(Point placement entries)
-- -- --
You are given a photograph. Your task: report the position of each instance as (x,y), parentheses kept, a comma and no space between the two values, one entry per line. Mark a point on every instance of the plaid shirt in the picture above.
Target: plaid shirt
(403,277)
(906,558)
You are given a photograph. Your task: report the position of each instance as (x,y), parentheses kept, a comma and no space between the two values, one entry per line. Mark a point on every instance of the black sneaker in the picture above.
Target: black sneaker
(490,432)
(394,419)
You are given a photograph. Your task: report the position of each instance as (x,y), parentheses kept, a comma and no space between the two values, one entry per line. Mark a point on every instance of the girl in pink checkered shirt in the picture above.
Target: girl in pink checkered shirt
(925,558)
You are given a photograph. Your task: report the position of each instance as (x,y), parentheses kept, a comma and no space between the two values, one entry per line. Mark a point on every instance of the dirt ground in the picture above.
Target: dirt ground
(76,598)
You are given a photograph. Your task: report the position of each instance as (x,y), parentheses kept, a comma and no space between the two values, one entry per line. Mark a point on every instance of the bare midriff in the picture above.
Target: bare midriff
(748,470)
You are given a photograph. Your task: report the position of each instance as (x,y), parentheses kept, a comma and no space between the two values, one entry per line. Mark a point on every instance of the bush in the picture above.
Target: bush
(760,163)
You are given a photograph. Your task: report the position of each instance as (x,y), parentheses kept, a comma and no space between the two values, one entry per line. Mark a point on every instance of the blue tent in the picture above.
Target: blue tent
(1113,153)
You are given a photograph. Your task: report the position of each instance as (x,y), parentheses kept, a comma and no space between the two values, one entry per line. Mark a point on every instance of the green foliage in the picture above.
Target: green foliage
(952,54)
-- -- --
▶ Task statement
Copy every entry above word for word, changing nothing.

▶ Result
You are given a photograph. Your task: report the position of each instance as (x,y), parentheses kept, a comma and no space between the two values, one entry per line. Mark a point on every instance of the plaid shirt in the picture above.
Target: plaid shirt
(403,277)
(906,558)
You are given a photograph. Your task: report the position of each instance as (x,y), parentheses kept, a comma and no space between the two values, one entry per line. Mark a point on every instance of the black sneaker in the picture above.
Target: black sneaker
(490,432)
(394,419)
You are given a photograph. Your task: report the position of each instance as (x,y), parentheses kept, a comma and no space between the two values, one entry per line. Mark a point on every instance of the girl in pink checkered shirt in the picture above.
Target: girl in pink checkered shirt
(925,558)
You are given a photograph. Your task: report the position of each instance as (x,y), parentheses kept, a comma and no space between the two values, one entry per line. Mark a point on every instance of the dirt ground in the picture above.
Target: dirt ground
(76,598)
You are given a photograph. Your task: report the position of each instance as (x,y), parentheses kept, a comma and no space between the two values, one entry per line. Mark a point on every instance of the bare midriff in the picture above.
Target: bare midriff
(748,470)
You are given a photograph. Your task: report the position of each instance as (x,y), parentheses kept, a comma and no space between the two values, one entry per line. Mark a point on every instance of the bush in the picture above.
Target: bush
(760,163)
You are given a photograph. Your task: report the position of each instance as (x,y), parentheses kept, a comma and no space between the two values, one entry per line. Mark a point on every instance of the blue tent in the picture above.
Target: blue tent
(1113,153)
You are given a photograph. Your task: report the position of each instance as (x,y), parentheses kept, a comma and no space between the two values, one entry per line. Mark a point on every instance of the green foliage in the picture above.
Target: green foliage
(952,54)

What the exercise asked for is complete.